* **DONNÉES DE L'EXERCICE**:
+ + + + + + +

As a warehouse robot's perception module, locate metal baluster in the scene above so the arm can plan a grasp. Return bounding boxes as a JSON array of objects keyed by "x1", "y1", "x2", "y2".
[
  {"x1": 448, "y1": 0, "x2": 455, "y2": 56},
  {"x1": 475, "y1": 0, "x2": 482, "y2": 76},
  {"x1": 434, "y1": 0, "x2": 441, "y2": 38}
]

+ + + + + + +

* **EXERCICE PROPOSÉ**: Peux-tu reproduire à l'identique toutes les entrées ci-dessus, sans rien y changer ?

* **SOLUTION DU PROBLÈME**:
As a warehouse robot's perception module, locate metal baluster in the scene above so the arm can plan a grasp. Return bounding boxes as a JSON array of objects keyed by "x1", "y1", "x2", "y2".
[
  {"x1": 448, "y1": 0, "x2": 455, "y2": 56},
  {"x1": 475, "y1": 0, "x2": 482, "y2": 76},
  {"x1": 434, "y1": 0, "x2": 441, "y2": 38}
]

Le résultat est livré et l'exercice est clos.